Task 1: According to the marketing post, how many forms of "gold chasing" would kill any marketing plans?
Task 2: Continue the post about "gold chasing" in marketing, starting after its last sentence.

Excerpted text:
────────────────────

Remember that really old TV show Little House on the Prairie?

There was an episode where a bunch of kids find fool’s gold and think that they’ve made it.

They work hard night and day to dig it up… and of course, they spend their real cash to dress up nice and buy stuff thinking that the money is now in the bank.

Only to have an expert tell them that all that work was for nothing.

The moral of the story?

Sell the fool’s good to someone even more foolish than you.  Don’t chase shiny objects.

Guess what. That story STILL applies .. but people never seem to learn.

Sure, people don’t really chase physical gold that much because we live in the age of online information, but guess what, now the gold is in different form.

Here are the 6 forms of “gold chasing” that would pretty much kill any marketing plans:


1) Monkey see, monkey do

Roses are red
Violets are blue
Everybody wants to change the world
But nobody wants to change themselves

Likewise… every marketer I know wants positive ROI, but only a FEW would even dare to try something new.

If an affiliate marketer is killing it with offer X and he happens to tell the world what he’s doing, next day there will be 30 copy cats trying replicate it.

────────────────────

Stored data entries:
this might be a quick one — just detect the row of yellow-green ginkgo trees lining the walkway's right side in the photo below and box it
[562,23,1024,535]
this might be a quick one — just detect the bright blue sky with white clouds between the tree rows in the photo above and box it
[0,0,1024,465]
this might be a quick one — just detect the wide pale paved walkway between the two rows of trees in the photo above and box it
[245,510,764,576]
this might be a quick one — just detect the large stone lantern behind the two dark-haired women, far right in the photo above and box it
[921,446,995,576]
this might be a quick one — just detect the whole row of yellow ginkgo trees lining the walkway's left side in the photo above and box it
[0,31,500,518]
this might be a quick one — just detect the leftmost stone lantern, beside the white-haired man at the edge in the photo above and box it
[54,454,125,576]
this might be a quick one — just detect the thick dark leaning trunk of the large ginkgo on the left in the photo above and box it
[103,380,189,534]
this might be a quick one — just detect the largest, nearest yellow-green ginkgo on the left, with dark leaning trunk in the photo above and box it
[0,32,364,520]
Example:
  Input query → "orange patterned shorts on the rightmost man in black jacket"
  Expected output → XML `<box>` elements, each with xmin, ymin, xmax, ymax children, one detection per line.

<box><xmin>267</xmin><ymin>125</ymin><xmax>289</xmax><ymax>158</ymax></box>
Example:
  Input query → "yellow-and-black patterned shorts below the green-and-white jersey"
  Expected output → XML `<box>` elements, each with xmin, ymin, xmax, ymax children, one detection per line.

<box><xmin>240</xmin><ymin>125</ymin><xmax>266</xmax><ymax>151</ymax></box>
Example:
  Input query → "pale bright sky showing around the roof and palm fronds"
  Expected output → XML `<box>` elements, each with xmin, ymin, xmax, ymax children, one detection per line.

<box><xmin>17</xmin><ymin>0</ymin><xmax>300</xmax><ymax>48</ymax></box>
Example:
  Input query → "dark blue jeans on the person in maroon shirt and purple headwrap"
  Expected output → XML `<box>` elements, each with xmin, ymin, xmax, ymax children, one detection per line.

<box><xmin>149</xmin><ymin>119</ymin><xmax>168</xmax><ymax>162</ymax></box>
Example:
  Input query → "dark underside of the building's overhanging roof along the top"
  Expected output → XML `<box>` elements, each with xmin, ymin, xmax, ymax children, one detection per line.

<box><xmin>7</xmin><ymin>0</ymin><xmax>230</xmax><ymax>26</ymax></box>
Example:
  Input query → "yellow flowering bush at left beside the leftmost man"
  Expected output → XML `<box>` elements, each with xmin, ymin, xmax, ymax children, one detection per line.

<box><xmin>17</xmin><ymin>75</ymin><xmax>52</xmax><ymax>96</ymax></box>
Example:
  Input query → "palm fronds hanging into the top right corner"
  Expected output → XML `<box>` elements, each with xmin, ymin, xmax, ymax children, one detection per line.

────────────────────

Result 1: Six.

Result 2:
What’s worse? Some shady affiliate networks not only turn a blind eye on this theft, they even encourage it? How, they just send the URL of your successful campaign to every other affiliates running similar traffic / campaigns.

What happens?

Bunch of asshole affiliates and do every nasty shit possible, the network/merchant gets pissed & pulls the offer, and voila… profits dried up for everyone.

So much for the promised land of milk and honey that only lasted days… if weeks.

Now, there’s nothing wrong with copying other people’s stuff if you’re getting started or just testing some stuff here and there, but you’re not innovating.

You have no idea what that successful marketer’s campaign metric look like: your CPC’s aren’t going to be the same, (if you’re doing PPC) you’re negative keywords probably aren’t exact, your demo targeting is probably not exact, you might be seeing his A/B test (with you seeing the loser version), his payout might be different, etc etc.

But the real problem is that copying other people’s stuff shuts your brain down.

What is your brain? The only real competitive advantage you have.

I’m sure these copycat marketers are far more creative than they realize and can produce far better ROI than what they’re copying, but they will never know because they’re too chicken shit to go out on their own.

There’s only so much keyword spying, banner ad snooping, landing page copying you should be doing…(hell, your CTR might not even be the same)

Instead focus on what the market REALLY needs, make it, then sell it.

And if you make a positive ROI, please do yourself a favor, shut the hell up and don’t tell anyone.


2) Chase the latest trend

Yes, i suffer from this too.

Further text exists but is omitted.